Global Stock Markets
All indexes followed here were up on the week in thin trading as many traders and investors stayed away to enjoy the holidays. The picture for 2003 was good as all indexes produced healthy gains. Wednesday's Short Take will offer an in-depth review of the year in the stock market.

Global Stock Market Recap

Europe and Britain
Indexes in London and Europe were boosted by strong manufacturing data in the U.S. and Europe. The FTSE 100 ended the two-week holiday trading period at its highest close since June 2002. And the seven-day winning streak, despite low volumes, represented the index's best performance since May 1997. Similarly, the CAC and DAX also posted gains during the two-week holiday period. Stocks in the region snapped a three-year bear market last year as economic growth in the U.S., Europe's biggest export market, helped revive earnings.

Asia
Asian stocks continued to climb as economic reports underpinned sentiment that the U.S. and other global economies are truly in recovery. All indexes covered here were up last week. Asian economies depend on exports for growth stimulus - and have actively sought to stem the U.S. dollar's fall in order to protect their markets. The theme that has been driving markets in the last few months has been rising profits. Trading for the New Year will begin on Monday, as vacationing investors and traders focus on earnings and growth prospects in 2004.

Indicator scoreboard
EMU - November seasonally adjusted M3 money supply increased by 7.4 percent when compared with November of last year. For the three months through November, M3 was up 7.7 percent when compared with the same three months in 2002. The three-month average is the ECB's measure of money supply growth, which has been expanding far more rapidly than the bank's 4.5 percent reference rate.

December Reuters manufacturing purchasing managers' index climbed to 52.4 from 52.2 in November. The index was boosted by a jump in the index for Germany to 53.0 from 51.1 in the prior month. The indexes for Italy and France were down to 51.9 from 52.3 and 51.9 from 52.7, respectively. In Britain and the U.S., manufacturing growth accelerated to readings of 56 and 66.2, respectively. An index level of over 50 signals expansion while a reading under 50, contraction.

France - November seasonally and calendar adjusted consumer spending on manufactured goods sank 2.8 percent but was up 1.4 percent when compared with last year. Clothing sales plummeted 9.2 percent while auto sales dropped 5.7 percent. However, household durable sales, including new digital entertainment equipment, were up 0.7 percent and 10 percent on the year.

• DATA:
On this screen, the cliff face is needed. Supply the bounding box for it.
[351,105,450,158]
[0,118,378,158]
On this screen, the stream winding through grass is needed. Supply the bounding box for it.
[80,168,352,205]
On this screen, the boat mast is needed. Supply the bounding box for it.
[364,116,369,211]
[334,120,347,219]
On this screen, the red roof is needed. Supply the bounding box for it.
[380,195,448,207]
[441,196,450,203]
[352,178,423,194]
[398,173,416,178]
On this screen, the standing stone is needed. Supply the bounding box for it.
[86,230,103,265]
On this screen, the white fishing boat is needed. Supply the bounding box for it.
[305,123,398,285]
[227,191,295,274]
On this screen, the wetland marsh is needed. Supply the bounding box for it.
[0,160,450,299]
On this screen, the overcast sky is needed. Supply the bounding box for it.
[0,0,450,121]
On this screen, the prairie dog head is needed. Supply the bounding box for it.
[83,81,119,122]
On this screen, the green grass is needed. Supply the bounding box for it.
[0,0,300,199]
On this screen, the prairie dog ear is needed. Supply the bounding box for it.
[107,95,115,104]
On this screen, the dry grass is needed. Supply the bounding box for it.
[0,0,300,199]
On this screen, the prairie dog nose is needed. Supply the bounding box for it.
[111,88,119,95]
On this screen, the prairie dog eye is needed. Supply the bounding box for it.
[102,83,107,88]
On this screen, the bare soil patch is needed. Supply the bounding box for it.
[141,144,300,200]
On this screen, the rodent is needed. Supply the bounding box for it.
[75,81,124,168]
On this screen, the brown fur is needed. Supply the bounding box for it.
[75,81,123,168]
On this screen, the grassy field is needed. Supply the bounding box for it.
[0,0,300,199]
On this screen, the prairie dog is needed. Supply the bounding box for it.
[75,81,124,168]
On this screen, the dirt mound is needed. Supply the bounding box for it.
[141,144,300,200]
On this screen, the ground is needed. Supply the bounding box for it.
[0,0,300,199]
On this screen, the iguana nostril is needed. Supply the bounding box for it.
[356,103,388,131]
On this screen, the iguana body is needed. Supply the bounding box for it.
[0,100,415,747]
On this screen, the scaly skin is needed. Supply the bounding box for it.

• YOUR GOAL: Please translate this sentence from the stock market recap into Spanish: "The theme that has been driving markets in the last few months has been rising profits."

• EXPECTED OUTPUT: El tema que ha impulsado los mercados en los últimos meses ha sido el aumento de las ganancias.